1. Technical Field
The present invention relates to a hydrogen generating apparatus and to a fuel cell power generation system.
2. Description of the Related Art
A fuel cell is an apparatus that converts the chemical energies of fuel (hydrogen, LNG, LPG, methanol, etc.) and air directly into electricity and heat, by means of electrochemical reactions. In contrast to conventional power generation techniques, which employ the processes of burning fuel, generating vapor, driving turbines, and driving power generators, the utilization of fuel cells does not entail combustion processes or driving apparatus. As such, the fuel cell is the result of new technology for generating power that offers high efficiency and few environmental problems.
FIG. 1 is a diagram illustrating the operating principle of a fuel cell.
Referring to FIG. 1, a fuel cell 100 may include a fuel electrode 110 as an anode and an air electrode 130 as a cathode. The fuel electrode 110 receives molecular hydrogen (H2), which is dissociated into hydrogen ions (H+) and electrons (e−). The hydrogen ions move past a membrane 120 towards the air electrode 130. This membrane 120 corresponds to an electrolyte layer. The electrons move through an external circuit 140 to generate an electric current. The hydrogen ions and the electrons combine with the oxygen in the air at the air electrode 130 to generate water. The following Reaction Scheme 1 represents the chemical reactions described above.

[Point localization data]
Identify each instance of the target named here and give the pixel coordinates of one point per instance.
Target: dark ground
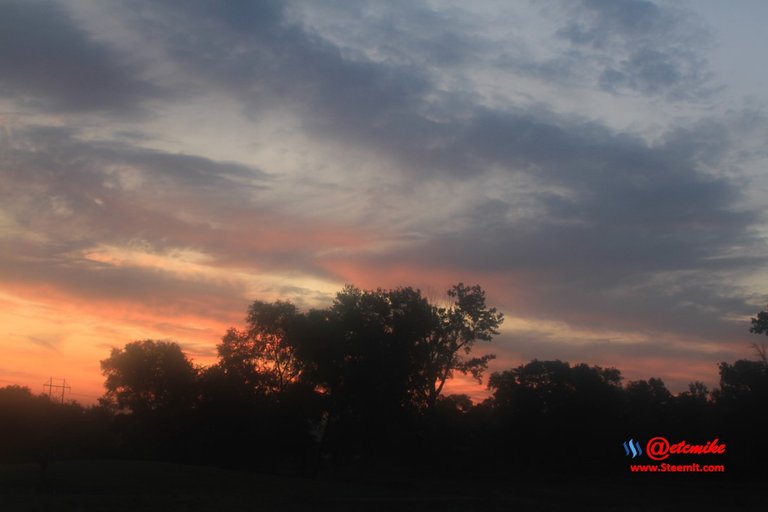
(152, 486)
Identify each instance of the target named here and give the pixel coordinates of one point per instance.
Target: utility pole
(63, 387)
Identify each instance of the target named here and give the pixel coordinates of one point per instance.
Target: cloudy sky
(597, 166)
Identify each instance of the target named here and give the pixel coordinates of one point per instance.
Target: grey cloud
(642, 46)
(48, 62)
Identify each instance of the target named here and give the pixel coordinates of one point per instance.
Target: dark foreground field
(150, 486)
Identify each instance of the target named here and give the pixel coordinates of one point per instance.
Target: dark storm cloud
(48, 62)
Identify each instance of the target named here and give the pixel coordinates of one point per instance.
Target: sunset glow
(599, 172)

==

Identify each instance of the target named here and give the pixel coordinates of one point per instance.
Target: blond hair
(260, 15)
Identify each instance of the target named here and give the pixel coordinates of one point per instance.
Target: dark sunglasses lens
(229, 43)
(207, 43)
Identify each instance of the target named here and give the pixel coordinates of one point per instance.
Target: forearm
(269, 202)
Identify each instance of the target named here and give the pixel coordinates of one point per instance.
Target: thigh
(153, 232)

* * *

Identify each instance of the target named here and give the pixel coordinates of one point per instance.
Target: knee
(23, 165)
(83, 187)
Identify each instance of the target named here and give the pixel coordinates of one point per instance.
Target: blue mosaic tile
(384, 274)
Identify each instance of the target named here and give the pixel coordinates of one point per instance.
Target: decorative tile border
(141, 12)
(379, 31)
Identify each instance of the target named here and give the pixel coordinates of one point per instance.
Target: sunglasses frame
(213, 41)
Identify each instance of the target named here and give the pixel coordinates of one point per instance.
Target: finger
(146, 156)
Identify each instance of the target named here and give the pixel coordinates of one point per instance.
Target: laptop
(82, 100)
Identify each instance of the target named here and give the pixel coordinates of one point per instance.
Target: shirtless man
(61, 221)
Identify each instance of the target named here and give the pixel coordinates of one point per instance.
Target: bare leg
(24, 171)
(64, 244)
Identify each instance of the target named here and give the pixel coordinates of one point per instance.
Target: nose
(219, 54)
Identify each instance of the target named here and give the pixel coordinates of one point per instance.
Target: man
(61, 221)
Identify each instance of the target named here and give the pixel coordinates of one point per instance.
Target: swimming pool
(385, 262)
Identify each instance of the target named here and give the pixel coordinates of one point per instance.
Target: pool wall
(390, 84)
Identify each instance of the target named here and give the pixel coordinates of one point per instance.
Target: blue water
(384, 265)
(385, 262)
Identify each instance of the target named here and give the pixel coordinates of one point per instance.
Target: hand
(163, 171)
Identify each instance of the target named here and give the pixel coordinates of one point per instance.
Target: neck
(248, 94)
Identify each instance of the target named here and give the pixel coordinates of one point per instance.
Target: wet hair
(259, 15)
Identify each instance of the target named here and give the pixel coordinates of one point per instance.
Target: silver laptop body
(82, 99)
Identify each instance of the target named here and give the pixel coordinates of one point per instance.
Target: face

→ Exercise set
A: Rewrite the stretch of the fuel cell text from "1. Technical Field" through "a fuel cell.", changing "few environmental problems" to "minimal environmental impact".
B: Continue the text on fuel cells from the point where it stops.
The records have no part in this.

→ Per-task outputs
A:
1. Technical Field
The present invention relates to a hydrogen generating apparatus and to a fuel cell power generation system.
2. Description of the Related Art
A fuel cell is an apparatus that converts the chemical energies of fuel (hydrogen, LNG, LPG, methanol, etc.) and air directly into electricity and heat, by means of electrochemical reactions. In contrast to conventional power generation techniques, which employ the processes of burning fuel, generating vapor, driving turbines, and driving power generators, the utilization of fuel cells does not entail combustion processes or driving apparatus. As such, the fuel cell is the result of new technology for generating power that offers high efficiency and minimal environmental impact.
FIG. 1 is a diagram illustrating the operating principle of a fuel cell.

B:
In short, the fuel cell can function as a battery, as the electrons dissociated from the fuel electrode 110 generate a current that passes through the external circuit. Such a fuel cell 100 is a relatively pollution-free power source, because it does not produce any polluting emissions such as SOx, NOx, etc., and produces only little amounts of carbon dioxide. The fuel cell may also offer several other advantages, such as low noise and little vibration, etc.
In order for the fuel cell 100 to generate electrons at the fuel electrode 110, a hydrogen generating apparatus may be needed, which modifies a regular fuel containing hydrogen atoms into a gas having a high hydrogen content, as required by the fuel cell 100.
A hydrogen storage tank can be used, as a commonly known substitute for the hydrogen generating apparatus, but the tank apparatus occupies a large volume and has to be kept with special care. In order for the fuel cell to suitably accommodate the demands in current portable electronic devices (e.g. cell phones, laptops, etc.) for high-capacity power supply apparatus, the fuel cell needs to have a small volume while providing high performance.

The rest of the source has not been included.